- **Passage**
# # # # #
- Vadugam Location in Tamil Nadu, India
- Coordinates: 11°29′28″N 78°14′49″E﻿ / ﻿11.491022°N 78.2469°E
- Country: India
- State: Tamil Nadu
- District: Namakkal
- Elevation: 246 m (807 ft)

Population (2001)
- • Total: 3,000

Languages
- • Official: Tamil
- Time zone: UTC+5:30 (IST)
- PIN: 637407
- Sex ratio: 100:191 ♂/♀

= Vadugam =

Vadugam is a panchayat village in Namakkal district in the Indian state of Tamil Nadu. It is 32 km from Salem, 333 km southwest of Chennai, 242 km south of Bangalore and 118 km northwest of Tiruchirapalli (Trichy). M. Balan is the Panchayat President of Vadugam as of 2021. It is close to the tribal areas of Bodhamalai.

==Climate==
The temperature ranges from 20 to 44 degrees Celsius throughout the year.

==Tourism==
The main tourist and picnic spot of the Vadugam is the Perumpaalli Falls which has water falling from the height of about 100 feet at three different stages, which is located 8 km from Rasipuram,

Every year around April the village celebrates Mariamman festival for a fortnight. During this festival, Goddess Mariamman is decorated with jewellery and flower chariots and taken around the village at midnight. This festival is celebrated for a week.

==Education==

=== Schools ===

- Government Higher Secondary School - Vadugam
- Rassie Vidya Mandir Primary and Nursery School - Vadugam

The village also has several other colleges, such as:

- Muthayammal Institutions
- Gnanmani Institutions
- Paavai Institutions
- Thiruvalluvar Govt. Arts College
- Mahendra Institutions
- AMS Engineering college
- Dr. Hanemann Homeopathy medical college

==Transport==
The village is situated 10 km from Rasipuram with several buses round the clock. Buses are found frequently to Salem, Nammakal, Erode and villages around here.

Nearby railway junction is Rasipuram.
# # # # #
- **Stored data**
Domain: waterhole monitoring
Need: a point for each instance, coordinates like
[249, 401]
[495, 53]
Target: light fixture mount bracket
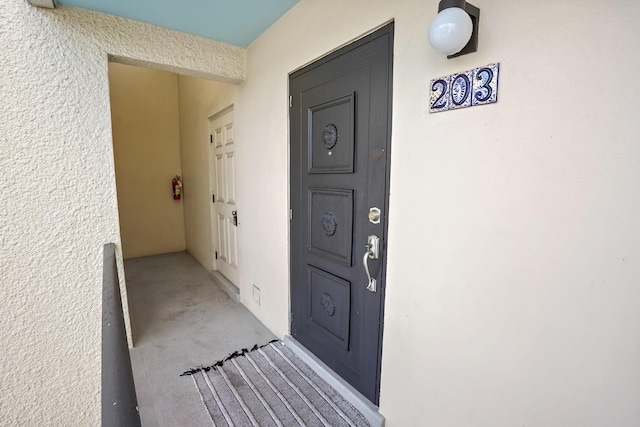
[474, 13]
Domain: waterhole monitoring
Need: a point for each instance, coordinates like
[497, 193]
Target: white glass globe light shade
[450, 30]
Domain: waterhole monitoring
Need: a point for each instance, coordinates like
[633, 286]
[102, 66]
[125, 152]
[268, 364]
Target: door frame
[387, 27]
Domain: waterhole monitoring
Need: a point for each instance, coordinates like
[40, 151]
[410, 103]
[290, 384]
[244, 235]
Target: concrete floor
[180, 320]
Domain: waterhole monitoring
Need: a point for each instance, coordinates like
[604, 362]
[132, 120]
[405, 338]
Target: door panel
[340, 137]
[224, 227]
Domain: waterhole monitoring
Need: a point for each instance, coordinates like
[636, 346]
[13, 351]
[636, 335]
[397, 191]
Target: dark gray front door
[340, 134]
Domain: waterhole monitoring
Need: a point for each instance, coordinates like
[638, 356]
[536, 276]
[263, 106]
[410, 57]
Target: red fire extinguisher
[176, 185]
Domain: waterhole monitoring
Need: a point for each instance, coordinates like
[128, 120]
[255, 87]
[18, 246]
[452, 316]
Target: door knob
[372, 252]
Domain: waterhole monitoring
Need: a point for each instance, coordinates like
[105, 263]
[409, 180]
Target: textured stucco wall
[514, 243]
[59, 195]
[146, 146]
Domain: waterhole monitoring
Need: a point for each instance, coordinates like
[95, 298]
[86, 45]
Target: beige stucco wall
[59, 194]
[514, 246]
[199, 100]
[146, 147]
[513, 256]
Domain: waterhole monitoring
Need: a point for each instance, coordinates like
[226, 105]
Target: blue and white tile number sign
[469, 88]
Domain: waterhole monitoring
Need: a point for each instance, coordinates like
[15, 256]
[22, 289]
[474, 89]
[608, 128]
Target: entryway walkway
[180, 320]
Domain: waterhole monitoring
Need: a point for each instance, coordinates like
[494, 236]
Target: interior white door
[222, 180]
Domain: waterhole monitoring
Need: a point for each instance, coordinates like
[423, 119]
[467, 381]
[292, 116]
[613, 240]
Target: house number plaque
[466, 89]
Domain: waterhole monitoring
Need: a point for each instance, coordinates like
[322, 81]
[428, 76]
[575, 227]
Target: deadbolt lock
[374, 215]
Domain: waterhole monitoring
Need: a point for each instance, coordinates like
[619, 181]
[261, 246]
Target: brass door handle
[373, 252]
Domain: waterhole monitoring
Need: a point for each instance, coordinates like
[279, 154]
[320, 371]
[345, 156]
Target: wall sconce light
[454, 30]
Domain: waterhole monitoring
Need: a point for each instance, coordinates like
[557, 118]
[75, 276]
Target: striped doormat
[271, 386]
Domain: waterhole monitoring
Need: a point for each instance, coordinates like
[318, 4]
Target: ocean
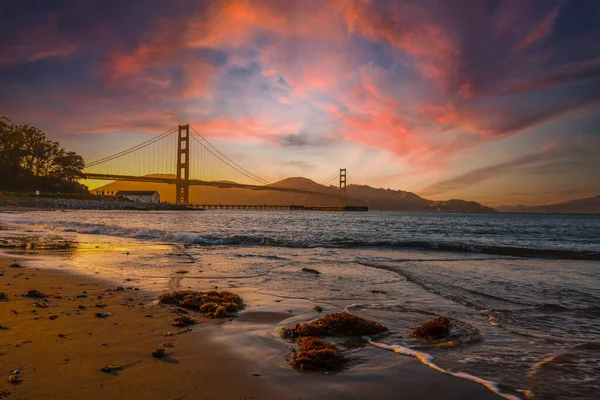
[522, 290]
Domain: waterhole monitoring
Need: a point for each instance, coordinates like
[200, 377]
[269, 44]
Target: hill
[376, 199]
[590, 205]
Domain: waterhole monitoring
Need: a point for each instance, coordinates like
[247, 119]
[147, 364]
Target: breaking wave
[196, 238]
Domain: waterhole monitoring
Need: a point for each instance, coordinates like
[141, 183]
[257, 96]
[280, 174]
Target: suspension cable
[226, 159]
[132, 149]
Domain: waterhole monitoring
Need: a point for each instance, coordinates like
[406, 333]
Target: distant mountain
[376, 199]
[590, 205]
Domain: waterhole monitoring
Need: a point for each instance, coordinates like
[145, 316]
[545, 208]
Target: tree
[29, 161]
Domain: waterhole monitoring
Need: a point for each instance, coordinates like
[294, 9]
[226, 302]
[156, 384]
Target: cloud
[549, 158]
[419, 80]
# # # # #
- **List of tasks**
1 > Rewrite the Vadugam article, everything from "The village also" down to "junction is Rasipuram.", putting "around the clock" in place of "round the clock".
2 > Which cities does the Vadugam article give distances to in its opening description of the village?
The entries have nothing to do with the Vadugam article.

- **Solutions for each task**
1 >
The village also has several other colleges, such as:

- Muthayammal Institutions
- Gnanmani Institutions
- Paavai Institutions
- Thiruvalluvar Govt. Arts College
- Mahendra Institutions
- AMS Engineering college
- Dr. Hanemann Homeopathy medical college

==Transport==
The village is situated 10 km from Rasipuram with several buses around the clock. Buses are found frequently to Salem, Nammakal, Erode and villages around here.

Nearby railway junction is Rasipuram.

2 > Salem, Chennai, Bangalore, and Tiruchirapalli (Trichy)